> **Written exercise**
Find each line in the rows below that contains the word "grassy", and copy those lines. Matches must have the same case.

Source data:
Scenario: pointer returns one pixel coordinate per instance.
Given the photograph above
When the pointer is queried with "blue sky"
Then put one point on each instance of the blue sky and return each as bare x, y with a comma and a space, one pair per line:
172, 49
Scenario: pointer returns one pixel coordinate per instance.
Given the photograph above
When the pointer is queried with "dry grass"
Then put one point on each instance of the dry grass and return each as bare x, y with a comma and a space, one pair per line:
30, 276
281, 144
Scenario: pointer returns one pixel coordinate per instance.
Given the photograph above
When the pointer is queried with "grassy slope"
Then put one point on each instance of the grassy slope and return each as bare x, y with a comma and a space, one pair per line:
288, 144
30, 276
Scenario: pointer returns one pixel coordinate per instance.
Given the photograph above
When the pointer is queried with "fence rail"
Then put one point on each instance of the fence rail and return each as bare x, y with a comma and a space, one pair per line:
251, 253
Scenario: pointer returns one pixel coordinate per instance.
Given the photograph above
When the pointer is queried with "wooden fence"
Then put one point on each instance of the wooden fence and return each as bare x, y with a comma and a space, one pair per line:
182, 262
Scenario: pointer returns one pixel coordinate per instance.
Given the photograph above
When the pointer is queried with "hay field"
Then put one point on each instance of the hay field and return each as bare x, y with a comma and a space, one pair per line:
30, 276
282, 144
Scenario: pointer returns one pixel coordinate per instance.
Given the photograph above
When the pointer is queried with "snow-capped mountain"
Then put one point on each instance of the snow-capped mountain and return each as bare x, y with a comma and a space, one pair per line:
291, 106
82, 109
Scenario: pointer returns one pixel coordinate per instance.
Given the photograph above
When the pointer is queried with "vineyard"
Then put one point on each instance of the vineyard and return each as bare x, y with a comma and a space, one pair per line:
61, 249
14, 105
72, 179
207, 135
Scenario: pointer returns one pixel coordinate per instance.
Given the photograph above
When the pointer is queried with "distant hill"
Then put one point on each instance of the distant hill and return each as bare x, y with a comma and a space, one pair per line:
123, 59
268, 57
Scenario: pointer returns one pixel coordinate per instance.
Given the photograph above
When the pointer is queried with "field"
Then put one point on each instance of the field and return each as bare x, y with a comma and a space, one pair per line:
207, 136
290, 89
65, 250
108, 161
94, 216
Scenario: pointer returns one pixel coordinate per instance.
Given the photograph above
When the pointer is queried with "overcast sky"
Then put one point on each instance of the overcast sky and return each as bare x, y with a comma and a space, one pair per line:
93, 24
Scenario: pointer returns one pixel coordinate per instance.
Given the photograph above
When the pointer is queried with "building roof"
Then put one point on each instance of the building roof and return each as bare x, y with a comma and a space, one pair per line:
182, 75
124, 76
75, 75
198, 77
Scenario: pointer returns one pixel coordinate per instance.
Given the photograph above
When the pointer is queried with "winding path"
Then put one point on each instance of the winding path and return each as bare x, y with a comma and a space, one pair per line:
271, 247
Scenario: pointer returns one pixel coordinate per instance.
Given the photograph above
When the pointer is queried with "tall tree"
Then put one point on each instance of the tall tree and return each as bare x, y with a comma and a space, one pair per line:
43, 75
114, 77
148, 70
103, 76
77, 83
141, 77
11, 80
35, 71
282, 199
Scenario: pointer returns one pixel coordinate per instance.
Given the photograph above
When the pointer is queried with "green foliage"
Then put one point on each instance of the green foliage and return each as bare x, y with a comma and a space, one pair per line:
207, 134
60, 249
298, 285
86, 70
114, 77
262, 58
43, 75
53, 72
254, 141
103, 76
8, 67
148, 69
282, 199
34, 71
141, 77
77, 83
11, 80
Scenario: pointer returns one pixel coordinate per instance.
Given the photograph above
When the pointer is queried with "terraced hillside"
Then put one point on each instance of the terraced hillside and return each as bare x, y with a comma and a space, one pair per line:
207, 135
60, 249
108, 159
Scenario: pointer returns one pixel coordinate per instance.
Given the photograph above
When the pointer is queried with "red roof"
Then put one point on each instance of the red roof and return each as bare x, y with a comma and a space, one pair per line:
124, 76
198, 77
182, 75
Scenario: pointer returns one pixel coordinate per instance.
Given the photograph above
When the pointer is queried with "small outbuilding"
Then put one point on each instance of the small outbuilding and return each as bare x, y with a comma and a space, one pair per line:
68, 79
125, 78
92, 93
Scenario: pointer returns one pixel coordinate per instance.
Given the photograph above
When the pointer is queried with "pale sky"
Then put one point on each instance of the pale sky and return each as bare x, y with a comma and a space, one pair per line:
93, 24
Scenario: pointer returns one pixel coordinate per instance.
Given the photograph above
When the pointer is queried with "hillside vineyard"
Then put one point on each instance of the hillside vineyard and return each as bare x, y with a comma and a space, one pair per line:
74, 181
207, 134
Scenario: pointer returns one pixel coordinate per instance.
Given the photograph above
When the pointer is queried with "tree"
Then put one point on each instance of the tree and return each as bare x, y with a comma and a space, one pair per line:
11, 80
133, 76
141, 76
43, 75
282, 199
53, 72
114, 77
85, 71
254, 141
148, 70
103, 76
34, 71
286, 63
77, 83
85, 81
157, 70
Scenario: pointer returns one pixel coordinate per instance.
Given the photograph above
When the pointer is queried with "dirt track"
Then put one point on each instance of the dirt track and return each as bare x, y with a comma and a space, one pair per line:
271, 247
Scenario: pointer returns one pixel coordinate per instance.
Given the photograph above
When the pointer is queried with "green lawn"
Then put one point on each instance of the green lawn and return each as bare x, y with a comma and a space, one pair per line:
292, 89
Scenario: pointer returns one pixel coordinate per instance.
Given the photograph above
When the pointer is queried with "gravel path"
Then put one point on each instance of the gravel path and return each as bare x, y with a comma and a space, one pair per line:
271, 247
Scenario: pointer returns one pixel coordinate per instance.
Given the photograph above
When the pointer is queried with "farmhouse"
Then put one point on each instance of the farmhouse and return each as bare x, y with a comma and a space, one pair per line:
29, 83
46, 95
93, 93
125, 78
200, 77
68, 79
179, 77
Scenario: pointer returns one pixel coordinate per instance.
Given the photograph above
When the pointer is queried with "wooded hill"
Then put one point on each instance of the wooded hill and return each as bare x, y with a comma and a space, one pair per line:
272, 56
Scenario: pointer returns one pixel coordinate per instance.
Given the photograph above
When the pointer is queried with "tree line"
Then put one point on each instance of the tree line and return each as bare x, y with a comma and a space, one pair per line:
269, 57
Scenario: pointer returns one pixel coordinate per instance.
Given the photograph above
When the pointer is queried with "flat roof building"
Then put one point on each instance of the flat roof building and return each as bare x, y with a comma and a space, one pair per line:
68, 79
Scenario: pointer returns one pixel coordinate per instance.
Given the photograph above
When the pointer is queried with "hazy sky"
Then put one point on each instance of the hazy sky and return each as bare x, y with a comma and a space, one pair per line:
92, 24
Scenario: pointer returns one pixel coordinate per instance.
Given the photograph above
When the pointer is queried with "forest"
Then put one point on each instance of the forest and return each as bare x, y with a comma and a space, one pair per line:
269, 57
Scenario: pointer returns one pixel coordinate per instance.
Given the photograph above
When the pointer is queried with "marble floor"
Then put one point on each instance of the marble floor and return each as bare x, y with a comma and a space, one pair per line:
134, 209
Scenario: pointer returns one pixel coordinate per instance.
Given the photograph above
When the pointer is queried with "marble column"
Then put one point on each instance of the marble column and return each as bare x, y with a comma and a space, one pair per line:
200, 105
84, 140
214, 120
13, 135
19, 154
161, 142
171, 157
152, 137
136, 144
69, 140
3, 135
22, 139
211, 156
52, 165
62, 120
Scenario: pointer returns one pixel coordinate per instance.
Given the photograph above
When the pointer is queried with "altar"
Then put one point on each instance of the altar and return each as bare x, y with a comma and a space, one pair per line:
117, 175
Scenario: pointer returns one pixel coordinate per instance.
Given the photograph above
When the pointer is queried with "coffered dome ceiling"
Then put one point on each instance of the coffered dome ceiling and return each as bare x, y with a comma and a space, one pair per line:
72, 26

> **Output of the task**
When the pointer is queried with "grassy slope"
Then put one point on each instance of the grassy slope and return each as bare x, y with a comma and a space, one pair per line:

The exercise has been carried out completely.